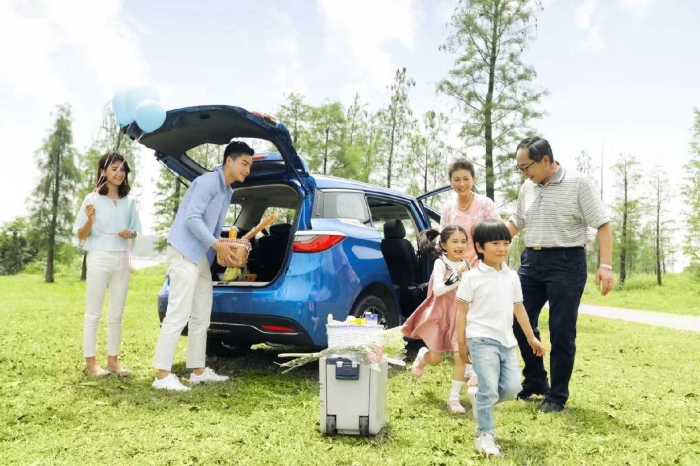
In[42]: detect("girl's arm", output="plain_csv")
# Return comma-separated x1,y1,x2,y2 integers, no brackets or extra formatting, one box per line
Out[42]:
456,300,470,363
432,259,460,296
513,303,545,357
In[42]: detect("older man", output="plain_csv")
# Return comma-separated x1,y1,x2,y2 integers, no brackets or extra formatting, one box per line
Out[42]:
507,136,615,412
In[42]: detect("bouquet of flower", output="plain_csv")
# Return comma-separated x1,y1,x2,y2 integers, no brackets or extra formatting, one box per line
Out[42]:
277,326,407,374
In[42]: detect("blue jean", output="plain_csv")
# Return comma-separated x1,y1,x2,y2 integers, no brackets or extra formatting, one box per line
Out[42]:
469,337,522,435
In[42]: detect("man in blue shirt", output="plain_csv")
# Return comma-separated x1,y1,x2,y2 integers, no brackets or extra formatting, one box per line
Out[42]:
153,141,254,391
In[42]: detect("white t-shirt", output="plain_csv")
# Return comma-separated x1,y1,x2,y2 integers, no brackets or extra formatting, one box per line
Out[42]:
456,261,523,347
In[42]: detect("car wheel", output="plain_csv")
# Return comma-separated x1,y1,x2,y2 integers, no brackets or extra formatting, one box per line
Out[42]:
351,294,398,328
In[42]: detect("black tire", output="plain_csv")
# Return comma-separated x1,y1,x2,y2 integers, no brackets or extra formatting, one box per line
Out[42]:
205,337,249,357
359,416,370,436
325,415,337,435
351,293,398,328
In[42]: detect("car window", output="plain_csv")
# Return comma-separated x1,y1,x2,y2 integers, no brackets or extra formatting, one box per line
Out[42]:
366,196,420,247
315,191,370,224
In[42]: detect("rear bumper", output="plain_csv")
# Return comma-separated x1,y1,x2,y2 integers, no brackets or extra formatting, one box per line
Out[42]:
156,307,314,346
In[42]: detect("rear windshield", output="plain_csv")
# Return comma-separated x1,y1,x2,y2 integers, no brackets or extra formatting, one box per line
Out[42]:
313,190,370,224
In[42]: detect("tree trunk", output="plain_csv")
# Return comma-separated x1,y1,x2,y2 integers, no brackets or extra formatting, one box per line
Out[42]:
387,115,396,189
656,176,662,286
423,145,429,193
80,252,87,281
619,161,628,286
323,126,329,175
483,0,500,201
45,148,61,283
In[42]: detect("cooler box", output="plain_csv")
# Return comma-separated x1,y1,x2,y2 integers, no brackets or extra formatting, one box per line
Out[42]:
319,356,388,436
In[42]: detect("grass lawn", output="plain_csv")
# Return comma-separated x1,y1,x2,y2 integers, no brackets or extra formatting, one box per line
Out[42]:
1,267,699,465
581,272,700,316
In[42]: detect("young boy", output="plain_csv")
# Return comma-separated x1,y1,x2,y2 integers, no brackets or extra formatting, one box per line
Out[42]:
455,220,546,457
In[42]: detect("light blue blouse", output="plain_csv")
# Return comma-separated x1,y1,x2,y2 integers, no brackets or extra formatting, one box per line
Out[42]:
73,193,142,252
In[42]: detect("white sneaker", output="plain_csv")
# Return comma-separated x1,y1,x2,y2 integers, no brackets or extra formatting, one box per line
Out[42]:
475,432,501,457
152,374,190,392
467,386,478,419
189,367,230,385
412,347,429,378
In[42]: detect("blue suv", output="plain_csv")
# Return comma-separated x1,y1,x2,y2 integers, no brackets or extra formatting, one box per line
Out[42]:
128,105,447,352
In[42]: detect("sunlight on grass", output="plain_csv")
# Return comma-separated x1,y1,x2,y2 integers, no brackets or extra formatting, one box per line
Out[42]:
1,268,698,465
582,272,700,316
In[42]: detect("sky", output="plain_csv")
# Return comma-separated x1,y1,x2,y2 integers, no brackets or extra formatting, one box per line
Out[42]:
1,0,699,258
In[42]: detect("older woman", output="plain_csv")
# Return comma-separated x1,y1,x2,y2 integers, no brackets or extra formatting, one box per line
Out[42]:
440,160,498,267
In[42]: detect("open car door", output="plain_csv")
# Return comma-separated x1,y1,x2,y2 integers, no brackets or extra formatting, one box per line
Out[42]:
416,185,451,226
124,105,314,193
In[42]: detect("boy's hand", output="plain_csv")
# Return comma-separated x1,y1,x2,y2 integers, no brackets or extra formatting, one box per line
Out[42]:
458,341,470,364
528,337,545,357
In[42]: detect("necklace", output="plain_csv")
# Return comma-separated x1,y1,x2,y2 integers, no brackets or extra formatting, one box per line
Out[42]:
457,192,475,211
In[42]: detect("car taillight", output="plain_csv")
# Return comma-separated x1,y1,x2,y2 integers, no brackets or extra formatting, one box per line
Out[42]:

○ ○ ○ ○ ○

▶ **EXERCISE AIM**
Everything in the entries must come back exactly, except the pictures.

▶ **OUTPUT BELOW**
In[42]: detect("girl's arm", output="plain_csv")
# Return comma-separated x1,y1,x2,y2 integers, no brackets or extra formatting, one box per line
Out[42]:
456,300,470,363
432,259,460,296
513,303,545,357
In[42]: detect("older man", output="plain_csv")
# Return comma-separated x1,y1,x2,y2 integers, no brackets or extra formatting, one box per line
Out[42]:
507,136,615,412
In[42]: detect("bouquet of flower", output="plain_csv")
# Return comma-separated x1,y1,x2,y2 integers, no brackets or extra formatting, one box per line
Out[42]:
277,326,407,374
In[42]: detect("blue jean", output="plain_csv")
# Return comma-separated x1,y1,x2,y2 integers, no brackets or extra formatting, one box per line
Out[42]:
469,337,522,435
In[42]: detect("man in blue shirt", output="plain_csv")
# Return comma-separated x1,y1,x2,y2 integers, no brackets or extra formatting, one box per line
Out[42]:
153,141,254,391
In[42]: detect("white t-shirt", output="plain_csv")
# Return comma-separated x1,y1,x2,y2 integers, no brackets or extra formatting, one box per line
Out[42]:
456,261,523,347
In[42]: detect("car wheel", output="plain_csv")
# Return comma-separated x1,y1,x2,y2 integers, no brackets or extra formatting, one box per line
Out[42]:
351,294,398,328
In[42]: detect("black tire", output="plain_csv")
# Return comma-separated x1,y1,x2,y2 integers, no brackets or extra formatting, one box per line
Out[42]:
205,337,249,357
359,416,370,436
325,415,337,435
351,293,398,328
In[42]: detect("car window", output="plain_csv")
# Return comma-separated x1,y1,x2,y2 integers, no brackets or extra formatting, one box per line
Out[42]:
366,196,420,247
315,191,370,224
In[42]: detect("rear bumper", output="plain_csv")
# Return comma-separated x1,y1,x2,y2 integers, no brackets or extra formatting, one box per line
Out[42]:
156,307,314,346
In[42]: detect("rear windshield", output="plain_csv")
# Return comma-separated x1,y1,x2,y2 integers, no brackets or extra formatting, one box per line
Out[42]:
313,190,370,224
In[42]: detect("tree trunk", output="plain_csv")
# Return comma-separated x1,y1,x2,y2 integers, no brackets or extra formatting, one box per line
Out[42]:
387,115,396,189
656,176,662,286
423,145,429,193
80,252,87,281
619,161,628,286
323,126,329,175
483,0,500,201
45,148,61,283
In[42]: detect("cooler box", output="plain_csv")
# Return comma-separated x1,y1,x2,y2 integers, no brackets or extra formatting, one box per line
Out[42]:
319,356,388,436
In[42]: detect("grass lawn", output="plain_csv")
# Return comma-separated x1,y1,x2,y2 integers, no brackets or extra formatting, one box per line
Out[42]:
1,267,699,465
581,272,700,316
In[42]: detect("young boy", output="plain_csv")
# Return comma-separated x1,y1,x2,y2 integers, no brackets or extra formatting, one box per line
Out[42]:
455,220,546,457
In[42]: detect("light blue blouse", output="plain_csv")
# Return comma-separated x1,y1,x2,y2 integers, no brackets or extra formatting, one box per line
Out[42]:
73,193,142,252
In[42]: detect("white sneaker", output="plain_csv")
# Return comma-separated x1,y1,x2,y2 integers, no brackets or extra formatting, one box per line
Out[42]:
475,432,501,457
152,374,190,392
467,386,478,419
189,367,230,385
412,347,429,378
In[42]: detect("blue suv", output="plain_csv")
# Return comma-separated x1,y1,x2,y2 integers, no brackets or extra formatting, one box per line
Out[42]:
128,105,447,352
In[42]: detect("sunlight on grass", output="plain_csv")
# Return comma-separated x1,y1,x2,y2 integers, no brackets or extra formatting, one box per line
Out[42]:
1,268,698,465
582,272,700,316
In[42]: detect("sky", output="plain_csv")
# Return comma-separated x1,y1,x2,y2 integers, no brackets or extra formatting, one box per line
Out[42]:
1,0,699,258
In[42]: detect("older woman", output="plain_csv")
# Return comma-separated x1,y1,x2,y2 integers, no brackets or extra formatting, one box per line
Out[42]:
440,160,498,267
In[42]: detect("open car door", output="plain_csv")
# Return comma-separated x1,y1,x2,y2 integers, no brackets or extra formatting, one box per line
Out[42]:
416,185,451,226
124,105,314,193
In[42]: detect("boy's hand", output="plain_csv")
# Return comma-separated x1,y1,x2,y2 integers, no brackets or extra formatting, one box per line
Out[42]:
458,341,470,364
528,337,545,357
In[42]: detect("necklace", output="plain_csv")
# Return comma-separated x1,y1,x2,y2 integers, no brackets or extra formatting, one box per line
Out[42]:
457,192,475,211
In[42]: detect("car taillight", output="plain_csv")
# Return comma-separated x1,y1,x2,y2 integers, no brackets or extra formatting, one box per line
Out[42]:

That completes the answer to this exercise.